▶ _What the task requires_:
Extract every entry word for word.

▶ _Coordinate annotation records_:
***

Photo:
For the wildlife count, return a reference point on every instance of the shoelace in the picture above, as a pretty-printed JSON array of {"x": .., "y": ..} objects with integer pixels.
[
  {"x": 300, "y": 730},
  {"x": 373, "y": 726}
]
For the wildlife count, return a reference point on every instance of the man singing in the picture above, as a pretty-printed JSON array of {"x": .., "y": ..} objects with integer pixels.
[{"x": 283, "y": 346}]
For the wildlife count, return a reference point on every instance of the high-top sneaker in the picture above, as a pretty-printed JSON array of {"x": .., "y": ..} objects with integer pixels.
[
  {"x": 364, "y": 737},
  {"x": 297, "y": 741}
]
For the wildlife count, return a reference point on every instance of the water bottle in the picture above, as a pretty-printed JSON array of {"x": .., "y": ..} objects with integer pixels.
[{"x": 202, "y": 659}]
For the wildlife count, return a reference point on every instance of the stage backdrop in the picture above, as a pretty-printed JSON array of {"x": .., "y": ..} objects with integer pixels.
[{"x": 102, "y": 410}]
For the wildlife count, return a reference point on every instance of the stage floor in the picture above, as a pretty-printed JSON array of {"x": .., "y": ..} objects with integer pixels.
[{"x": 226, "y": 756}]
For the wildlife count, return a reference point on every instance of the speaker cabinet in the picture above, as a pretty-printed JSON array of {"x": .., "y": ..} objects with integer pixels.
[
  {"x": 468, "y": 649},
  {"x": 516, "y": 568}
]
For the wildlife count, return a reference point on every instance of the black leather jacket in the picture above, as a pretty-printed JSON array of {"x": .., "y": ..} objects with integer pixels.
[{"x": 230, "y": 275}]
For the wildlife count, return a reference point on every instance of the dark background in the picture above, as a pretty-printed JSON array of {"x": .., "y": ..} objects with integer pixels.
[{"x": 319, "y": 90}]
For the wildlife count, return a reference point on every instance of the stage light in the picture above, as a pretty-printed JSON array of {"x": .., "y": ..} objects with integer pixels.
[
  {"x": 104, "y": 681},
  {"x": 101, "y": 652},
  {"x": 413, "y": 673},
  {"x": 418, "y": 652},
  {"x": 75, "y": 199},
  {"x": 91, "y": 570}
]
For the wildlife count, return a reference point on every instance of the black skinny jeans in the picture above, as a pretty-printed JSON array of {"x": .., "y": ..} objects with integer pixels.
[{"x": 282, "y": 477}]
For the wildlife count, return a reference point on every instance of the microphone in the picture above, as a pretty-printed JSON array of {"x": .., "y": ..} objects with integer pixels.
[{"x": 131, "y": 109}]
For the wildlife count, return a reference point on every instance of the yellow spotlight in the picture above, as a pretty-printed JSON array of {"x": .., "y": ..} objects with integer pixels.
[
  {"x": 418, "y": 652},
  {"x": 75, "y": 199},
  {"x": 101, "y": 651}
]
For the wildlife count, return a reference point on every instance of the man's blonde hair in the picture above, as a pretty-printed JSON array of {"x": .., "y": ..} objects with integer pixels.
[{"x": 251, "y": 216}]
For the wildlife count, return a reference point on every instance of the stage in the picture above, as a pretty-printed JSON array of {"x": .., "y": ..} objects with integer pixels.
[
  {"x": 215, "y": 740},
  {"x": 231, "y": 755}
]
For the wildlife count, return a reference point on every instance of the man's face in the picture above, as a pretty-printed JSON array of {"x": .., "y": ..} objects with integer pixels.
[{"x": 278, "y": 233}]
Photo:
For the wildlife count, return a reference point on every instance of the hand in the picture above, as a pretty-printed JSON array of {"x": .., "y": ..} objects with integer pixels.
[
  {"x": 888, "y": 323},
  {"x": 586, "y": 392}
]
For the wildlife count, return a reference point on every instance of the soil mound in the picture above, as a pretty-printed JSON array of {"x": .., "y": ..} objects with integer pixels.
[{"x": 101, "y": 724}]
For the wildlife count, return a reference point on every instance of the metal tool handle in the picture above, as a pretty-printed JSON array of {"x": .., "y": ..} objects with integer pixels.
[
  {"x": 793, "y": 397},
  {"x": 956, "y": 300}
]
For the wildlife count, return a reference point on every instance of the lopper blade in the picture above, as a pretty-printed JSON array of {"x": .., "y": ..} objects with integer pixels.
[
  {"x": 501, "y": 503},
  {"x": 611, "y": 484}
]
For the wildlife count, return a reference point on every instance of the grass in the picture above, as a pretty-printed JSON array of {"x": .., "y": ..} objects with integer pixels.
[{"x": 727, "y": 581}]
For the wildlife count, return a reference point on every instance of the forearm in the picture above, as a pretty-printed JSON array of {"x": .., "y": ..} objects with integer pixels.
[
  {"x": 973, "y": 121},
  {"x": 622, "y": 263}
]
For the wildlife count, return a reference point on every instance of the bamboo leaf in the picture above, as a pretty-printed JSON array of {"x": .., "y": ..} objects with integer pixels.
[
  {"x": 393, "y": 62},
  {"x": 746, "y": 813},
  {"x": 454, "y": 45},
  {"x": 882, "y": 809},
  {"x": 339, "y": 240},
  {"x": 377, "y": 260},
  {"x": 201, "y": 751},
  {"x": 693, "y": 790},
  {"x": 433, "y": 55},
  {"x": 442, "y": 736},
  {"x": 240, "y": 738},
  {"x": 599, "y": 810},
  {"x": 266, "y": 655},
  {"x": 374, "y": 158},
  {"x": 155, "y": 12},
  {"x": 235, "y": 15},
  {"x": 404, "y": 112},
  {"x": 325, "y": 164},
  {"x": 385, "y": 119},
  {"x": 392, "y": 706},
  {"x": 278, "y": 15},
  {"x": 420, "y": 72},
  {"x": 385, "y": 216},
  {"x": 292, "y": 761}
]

***

▶ _Solution for this problem_:
Photo:
For the wildlife count, return a reference point on every instance of the shoelace in the picture above, as a pretty-printed JSON array of {"x": .., "y": ..} objects with integer pixels.
[
  {"x": 300, "y": 730},
  {"x": 373, "y": 726}
]
For the wildlife count, return a reference point on every instance of the man singing in the picture above, as a pretty-printed JSON array of {"x": .., "y": ..} objects with integer pixels.
[{"x": 283, "y": 346}]
For the wildlife count, return a reference point on every instance of the high-top sneaker in the picture above, as a pretty-printed JSON array of {"x": .., "y": ..} objects with integer pixels.
[
  {"x": 364, "y": 737},
  {"x": 297, "y": 741}
]
For the wildlife count, return a reference point on every instance of the water bottle in the picture above, as a pretty-printed JSON array of {"x": .., "y": ..} objects with integer pixels.
[{"x": 202, "y": 659}]
For the wildlife count, return a reference point on every instance of the stage backdrop in the picture above, as a pretty-printed JSON array of {"x": .., "y": ..} objects with integer pixels.
[{"x": 102, "y": 410}]
For the wildlife count, return a reference point on every instance of the stage floor in the picture above, as a pretty-printed JSON array of {"x": .., "y": ..} objects with integer pixels.
[{"x": 226, "y": 756}]
For the wildlife count, return a reference point on every instance of the speaker cabinet in the picture above, as a pretty-printed JSON array of {"x": .., "y": ..} objects with integer pixels.
[
  {"x": 468, "y": 649},
  {"x": 516, "y": 568}
]
For the wildlife count, return a reference point on every instance of the black leather jacket in the picture above, as a pretty-printed JSON array of {"x": .., "y": ..} objects with integer pixels.
[{"x": 230, "y": 275}]
For the wildlife count, return a reference point on every instance of the dark background in the picture above, as a pretty-printed JSON array of {"x": .., "y": ..} objects with integer pixels.
[{"x": 319, "y": 90}]
For the wildlife count, return a reference point on every instance of the stage light in the picture above, as a pretty-printed JSON array of {"x": .., "y": ..} objects with integer pixels.
[
  {"x": 104, "y": 681},
  {"x": 101, "y": 652},
  {"x": 413, "y": 673},
  {"x": 418, "y": 652},
  {"x": 75, "y": 199},
  {"x": 91, "y": 570}
]
For the wildlife count, return a reference point on every instance of the black skinny jeans in the picture above, as a pretty-printed JSON array of {"x": .., "y": ..} objects with integer pixels.
[{"x": 282, "y": 477}]
For the wildlife count, return a reference point on every instance of the microphone in the picture above, as a pretty-printed JSON array of {"x": .., "y": ..} objects with integer pixels.
[{"x": 131, "y": 109}]
For the wildlife count, return a reference point on every instance of the yellow spotlight in the picture above, as a pretty-printed JSON array of {"x": .., "y": ..} objects with integer pixels.
[
  {"x": 418, "y": 652},
  {"x": 75, "y": 199},
  {"x": 101, "y": 651}
]
For the wildlife count, return a reference point on every instance of the man's blonde hair in the picture above, as a pretty-printed JSON array of {"x": .., "y": ..} objects with integer pixels.
[{"x": 251, "y": 216}]
For the wildlife count, return a reference point on every instance of the stage in the picture above, as a pretty-printed JSON array of {"x": .., "y": ..} objects with integer pixels.
[
  {"x": 215, "y": 740},
  {"x": 231, "y": 755}
]
For the wildlife count, return a reference point on every instance of the man's face in the picture above, as a pretty-printed JSON array of {"x": .., "y": ..} objects with integer pixels.
[{"x": 278, "y": 233}]
Photo:
For the wildlife count, return a reference point on every instance of the hand in the picture above, as a pretty-printed JSON array of {"x": .., "y": ..} objects with integer pixels.
[
  {"x": 888, "y": 323},
  {"x": 586, "y": 392}
]
For the wildlife count, return a reference point on every instance of the soil mound in the picture above, as a pretty-printed JSON array of {"x": .., "y": ..} objects with integer pixels.
[{"x": 101, "y": 724}]
For the wildlife count, return a reference point on every instance of the metal tool handle in the picture above, as a pretty-printed JSON array of {"x": .., "y": ..} objects with integer pixels.
[
  {"x": 793, "y": 397},
  {"x": 956, "y": 300}
]
For the wildlife count, return a reference point on every instance of the lopper blade in the picture above, as a pretty-printed JSON array of {"x": .., "y": ..} objects with integer pixels.
[
  {"x": 501, "y": 503},
  {"x": 611, "y": 484}
]
For the wildlife count, return a reference point on every instance of the grass in the picture above, as a pretty-printed JSON array of {"x": .., "y": ..} objects with integer pixels.
[{"x": 727, "y": 581}]
For the wildlife count, return a reference point on every instance of the forearm in the picture above, as a pretty-printed JSON array of {"x": .., "y": ..} objects with integer pixels.
[
  {"x": 973, "y": 121},
  {"x": 622, "y": 263}
]
For the wildlife count, return a reference point on every instance of the bamboo leaf in the picture above, as a pretty-printed JSON array of {"x": .., "y": ..} objects with integer pixels.
[
  {"x": 393, "y": 62},
  {"x": 746, "y": 813},
  {"x": 454, "y": 45},
  {"x": 882, "y": 809},
  {"x": 339, "y": 240},
  {"x": 377, "y": 260},
  {"x": 201, "y": 751},
  {"x": 693, "y": 790},
  {"x": 433, "y": 55},
  {"x": 442, "y": 736},
  {"x": 240, "y": 738},
  {"x": 599, "y": 810},
  {"x": 266, "y": 655},
  {"x": 374, "y": 158},
  {"x": 155, "y": 12},
  {"x": 235, "y": 15},
  {"x": 404, "y": 112},
  {"x": 325, "y": 164},
  {"x": 385, "y": 119},
  {"x": 392, "y": 706},
  {"x": 278, "y": 15},
  {"x": 420, "y": 72},
  {"x": 385, "y": 216},
  {"x": 292, "y": 761}
]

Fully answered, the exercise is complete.